Task statement:
Turn every line of the records below into one numbered list. Skip blank lines and leave the pictures out.

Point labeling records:
-- Start --

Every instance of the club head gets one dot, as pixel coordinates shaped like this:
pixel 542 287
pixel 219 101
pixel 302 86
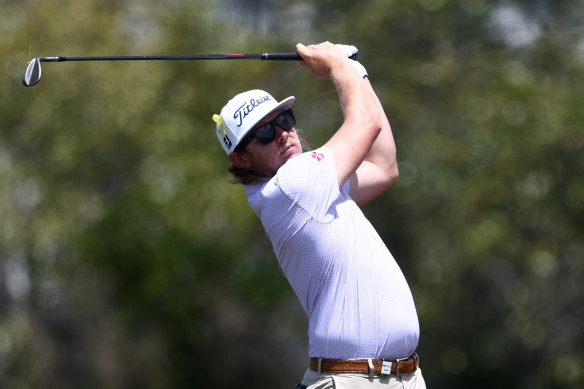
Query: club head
pixel 32 75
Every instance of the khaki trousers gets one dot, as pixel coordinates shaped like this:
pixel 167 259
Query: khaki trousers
pixel 313 380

-- End --

Solution to the exercise:
1. Every instance of the club head gets one dot, as pixel coordinates shaped like this:
2. pixel 542 287
3. pixel 219 101
4. pixel 302 86
5. Query: club head
6. pixel 32 75
7. Every instance of the khaki trousers gets one dot, as pixel coordinates shaped like this:
8. pixel 167 259
9. Query: khaki trousers
10. pixel 313 380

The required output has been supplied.